### EXCERPT PROVIDED
______
Ky. Auditor highlights findings in Christian Co. Fiscal Court audit report

The Kentucky Auditor has released the annual audit conducted for Christian Fiscal Court, and her office had some findings that they wanted brought to the county’s attention.

The review of the financial statements of the Christian Fiscal Court were for the fiscal year that ended on June 30 of 2025, in accordance with state law requiring annual audits. There were four findings in that audit, with three of them repeat findings from the year before.

The Auditor’s Office says the fiscal court ‘failed to implement effective internal controls over financial reporting’, specifically citing that the fourth quarter financial statement that was submitted to the Department of Local Government was misstated by approximately $1.3 million due to posting errors. This is due to Fiscal Court entering into a debt agreement in the prior year to upgrade the county’s radio system, but the money for that wasn’t distributed until 2025. The report also finds that vehicles purchased for the sheriff’s office were omitted from the receipts and disbursements ledgers.

In response, Christian County Judge-Executive Jerry Gilliam says the extra entry for the radio system debt was made due to not understanding the all the correcting entries made in the prior year. With answers in hand now, he says the county is better prepared to meet reporting requirements. Additionally, the process for the lease of sheriff vehicles has been adjusted to ensure that entries are made in the correct time period going forward.

Another repeated finding from the Auditor’s Office showed the Fiscal Court ‘had inadequate controls over disbursements resulting in noncompliance’. Noted within the report in the county’s disbursement were that five out of 68 invoices tested had purchase orders issued after the expense had already been incurred, with those five invoices totally $106,488. Also, the Fiscal Court reportedly failed to obtain three quotes prior to purchasing two vehicles in the amount of $107,400, and an agreement for the purchase and installation of a radio communications systems was not properly procured through the competitive bidding process. Expenditures for that was $605,846.

Judge Gilliam responded, saying, “At the time of purchase, the county relied in good faith on KRS 45A.050(3), which allows counties to purchase in accordance with state contracts, with the understanding that the state’s competitive process satisfied our procurement obligations. The county did not recognize that the specific master agreement then in effect still required users to obtain quotes from at least three awarded dealers before purchasing. The county acknowledges that purchasing “in accordance with” a state contract requires compliance with all procedural conditions that contract and accepts responsibility for this omission.”

The third repeat finding was ‘schedule of expenditures of federal awards (SEFA) was misstated’—the Auditor’s Officer found that the Fiscal Court’s SEFA was overstated by $389,502. Some of that was unobligated Coronavirus State and Local Fiscal Recovery that was returned to the U.S. Treasury, and $311,637 in expenditures that were not reimbursed by federal money.

In the new finding, the Auditor reported that the Fiscal Court failed to approve cash transfers prior to them being made. Sixteen cash transfers in the amount of $3.5 million were tested, and all but one were transferred before they were subsequently approved by the court.

Judge Gilliam states they are committed to implementing the auditor’s guidance going forward, with call cash transfers to be presented to Fiscal Court for approval before being made.
______
(Text-to-region grounding data)

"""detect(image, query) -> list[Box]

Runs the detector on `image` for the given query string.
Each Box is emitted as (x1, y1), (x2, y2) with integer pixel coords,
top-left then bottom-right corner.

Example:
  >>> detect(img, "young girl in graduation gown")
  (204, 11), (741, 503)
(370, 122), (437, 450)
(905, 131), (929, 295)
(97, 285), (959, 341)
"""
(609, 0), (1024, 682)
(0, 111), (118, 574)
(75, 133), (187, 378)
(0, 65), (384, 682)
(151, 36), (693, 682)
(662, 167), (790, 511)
______
### EXERCISES
1. In the audit article, edit the part that opens with the words containing "Another repeated finding" and closes with "that was $605,846.", replacing "invoices" with "bills".
2. According to the audit article, by how much did the Auditor's Office find the Fiscal Court's SEFA was overstated?
The listing has no role in this work.

### RESPONSES IN ORDER
1.
Another repeated finding from the Auditor’s Office showed the Fiscal Court ‘had inadequate controls over disbursements resulting in noncompliance’. Noted within the report in the county’s disbursement were that five out of 68 bills tested had purchase orders issued after the expense had already been incurred, with those five bills totally $106,488. Also, the Fiscal Court reportedly failed to obtain three quotes prior to purchasing two vehicles in the amount of $107,400, and an agreement for the purchase and installation of a radio communications systems was not properly procured through the competitive bidding process. Expenditures for that was $605,846.

2. $389,502